# Task statement
Rewrite everything from the line containing "Please provide the mask of every instance of the stone" down to the line containing "[[6,5],[8,86],[137,86],[139,6]]", changing "sepia" to "vintage" and keeping all else the same.

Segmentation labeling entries

^^^^^^^^^^^^^^^^

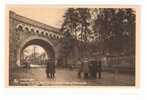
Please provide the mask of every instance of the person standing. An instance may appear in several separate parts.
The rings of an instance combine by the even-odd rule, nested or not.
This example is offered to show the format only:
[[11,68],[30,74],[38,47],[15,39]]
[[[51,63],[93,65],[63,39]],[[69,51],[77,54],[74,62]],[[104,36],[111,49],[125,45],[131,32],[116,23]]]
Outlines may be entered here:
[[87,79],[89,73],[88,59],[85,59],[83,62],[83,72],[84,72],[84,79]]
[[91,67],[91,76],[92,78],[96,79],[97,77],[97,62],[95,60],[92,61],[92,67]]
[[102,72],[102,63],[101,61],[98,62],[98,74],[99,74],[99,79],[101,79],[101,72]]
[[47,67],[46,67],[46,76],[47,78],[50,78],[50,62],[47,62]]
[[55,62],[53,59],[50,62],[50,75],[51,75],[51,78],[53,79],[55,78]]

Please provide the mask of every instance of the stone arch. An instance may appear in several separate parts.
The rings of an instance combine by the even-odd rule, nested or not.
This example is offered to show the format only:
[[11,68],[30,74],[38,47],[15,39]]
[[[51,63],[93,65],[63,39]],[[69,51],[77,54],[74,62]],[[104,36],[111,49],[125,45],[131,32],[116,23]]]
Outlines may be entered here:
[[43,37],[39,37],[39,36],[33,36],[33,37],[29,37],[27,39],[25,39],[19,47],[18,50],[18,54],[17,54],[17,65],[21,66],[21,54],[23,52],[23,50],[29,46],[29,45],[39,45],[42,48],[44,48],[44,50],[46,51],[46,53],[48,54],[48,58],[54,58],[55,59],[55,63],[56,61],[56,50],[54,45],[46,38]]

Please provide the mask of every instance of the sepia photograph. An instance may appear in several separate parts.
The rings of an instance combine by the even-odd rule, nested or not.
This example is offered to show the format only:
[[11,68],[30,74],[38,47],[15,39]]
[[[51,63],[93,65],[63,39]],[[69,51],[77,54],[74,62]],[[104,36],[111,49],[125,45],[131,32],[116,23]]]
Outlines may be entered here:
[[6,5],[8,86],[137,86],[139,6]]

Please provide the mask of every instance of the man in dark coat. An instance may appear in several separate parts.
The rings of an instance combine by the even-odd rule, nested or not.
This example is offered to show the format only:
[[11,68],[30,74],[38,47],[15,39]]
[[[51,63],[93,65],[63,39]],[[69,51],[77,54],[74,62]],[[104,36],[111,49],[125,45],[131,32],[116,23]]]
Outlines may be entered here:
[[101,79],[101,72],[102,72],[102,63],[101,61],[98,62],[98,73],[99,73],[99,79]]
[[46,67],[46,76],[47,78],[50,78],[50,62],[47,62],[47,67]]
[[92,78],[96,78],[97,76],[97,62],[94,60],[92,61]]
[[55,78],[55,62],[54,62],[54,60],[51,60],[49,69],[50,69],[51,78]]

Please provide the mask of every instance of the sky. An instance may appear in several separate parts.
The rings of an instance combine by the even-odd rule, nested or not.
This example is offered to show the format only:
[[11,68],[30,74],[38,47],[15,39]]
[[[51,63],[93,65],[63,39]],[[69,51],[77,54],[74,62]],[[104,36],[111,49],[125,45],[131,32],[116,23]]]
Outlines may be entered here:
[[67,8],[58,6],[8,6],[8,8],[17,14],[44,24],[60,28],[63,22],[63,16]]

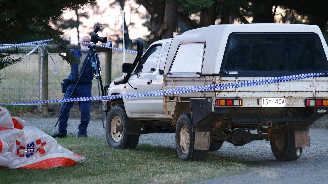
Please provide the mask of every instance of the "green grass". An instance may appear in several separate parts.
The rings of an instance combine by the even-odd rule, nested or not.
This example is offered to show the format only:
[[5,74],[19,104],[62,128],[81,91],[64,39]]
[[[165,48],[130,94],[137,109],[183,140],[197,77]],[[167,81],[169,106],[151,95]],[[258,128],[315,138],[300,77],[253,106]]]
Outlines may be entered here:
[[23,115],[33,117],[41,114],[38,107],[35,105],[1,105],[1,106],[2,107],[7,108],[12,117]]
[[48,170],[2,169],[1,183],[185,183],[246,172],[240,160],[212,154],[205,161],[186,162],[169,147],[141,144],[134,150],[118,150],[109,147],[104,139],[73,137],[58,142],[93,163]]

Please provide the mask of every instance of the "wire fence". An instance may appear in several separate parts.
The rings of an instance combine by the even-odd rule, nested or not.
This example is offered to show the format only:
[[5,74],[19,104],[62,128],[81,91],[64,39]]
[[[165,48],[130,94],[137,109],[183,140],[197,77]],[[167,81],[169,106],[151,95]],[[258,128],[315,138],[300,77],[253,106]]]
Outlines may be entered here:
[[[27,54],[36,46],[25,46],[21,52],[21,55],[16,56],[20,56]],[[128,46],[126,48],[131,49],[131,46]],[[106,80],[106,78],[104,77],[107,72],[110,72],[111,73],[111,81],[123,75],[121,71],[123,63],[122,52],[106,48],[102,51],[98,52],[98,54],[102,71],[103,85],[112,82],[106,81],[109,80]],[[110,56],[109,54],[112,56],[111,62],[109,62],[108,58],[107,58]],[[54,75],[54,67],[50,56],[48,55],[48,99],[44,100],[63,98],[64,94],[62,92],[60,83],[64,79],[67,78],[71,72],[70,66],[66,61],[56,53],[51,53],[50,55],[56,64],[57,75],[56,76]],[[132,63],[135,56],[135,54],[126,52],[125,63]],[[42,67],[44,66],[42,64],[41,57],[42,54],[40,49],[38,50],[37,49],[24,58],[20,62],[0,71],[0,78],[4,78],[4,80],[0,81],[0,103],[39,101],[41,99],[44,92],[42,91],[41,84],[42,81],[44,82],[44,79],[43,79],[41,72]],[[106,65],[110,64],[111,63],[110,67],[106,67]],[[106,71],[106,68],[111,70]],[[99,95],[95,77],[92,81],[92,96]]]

^^^^^^^^^^^^^^^^

# Expected output
Please provide the mask of every instance of the stone arch. An instance may appear in several separate parts.
The rings of an instance combine by the even-odd rule, nested or not.
This example is offered to show the format only:
[[11,68],[30,74],[38,47],[15,39]]
[[[51,63],[93,65],[63,39]],[[69,51],[77,54],[74,62]],[[104,36],[111,49],[125,45],[131,32],[116,23]]]
Outlines may be entered here:
[[43,37],[39,37],[39,36],[33,36],[33,37],[29,37],[27,39],[25,39],[19,47],[18,50],[18,54],[17,54],[17,65],[21,66],[21,54],[23,52],[23,50],[29,46],[29,45],[39,45],[42,48],[44,48],[44,50],[46,51],[46,53],[48,54],[48,58],[54,58],[55,59],[55,63],[56,61],[56,50],[54,45],[46,38]]

Please provide the mask of every instance of the vintage photograph. An instance may appear in several separate parts.
The rings of an instance combine by the even-odd rule, nested or not.
This example is offered to show the format only:
[[11,68],[30,74],[38,47],[15,39]]
[[[51,63],[93,65],[63,39]],[[69,51],[77,54],[74,62]],[[104,36],[111,49],[125,45],[131,32],[116,23]]]
Outlines may be entered here:
[[6,5],[8,86],[137,86],[139,6]]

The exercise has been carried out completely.